• Set problem
Reproduce the listing below word for word, starting at the line with "of the dark" and continuing through the end of the listing. Leave the pictures out of your answer.

■ ■ ■ ■ ■ ■ ■

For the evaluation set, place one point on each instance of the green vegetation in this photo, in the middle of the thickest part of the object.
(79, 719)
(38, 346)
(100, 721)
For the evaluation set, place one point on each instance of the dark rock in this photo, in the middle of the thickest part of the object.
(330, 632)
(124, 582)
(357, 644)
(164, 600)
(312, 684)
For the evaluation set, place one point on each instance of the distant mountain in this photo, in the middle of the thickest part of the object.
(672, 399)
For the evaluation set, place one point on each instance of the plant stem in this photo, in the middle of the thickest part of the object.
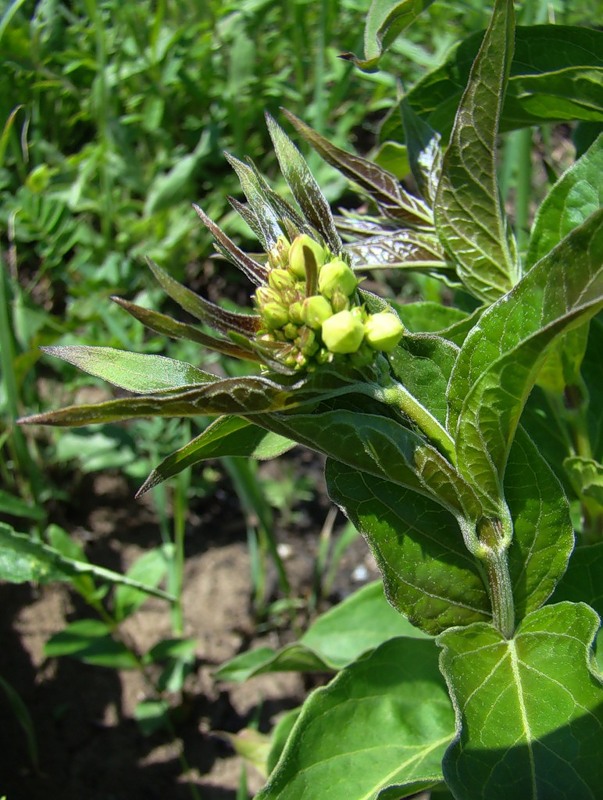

■ ■ ■ ■ ■ ■ ■

• Output
For the evaluation set, place one point on each instance of the dark rock in this photo, in the middle of the thickest part of the object.
(330, 632)
(124, 582)
(357, 644)
(164, 600)
(312, 684)
For the evaluation set, place one point on each instance of the distant mountain in this photo, in the middle of the thickest part of the object.
(672, 399)
For the evaluation set, place one point on each instance of the plant stem in this photo, in the middle of the thickest part of the object.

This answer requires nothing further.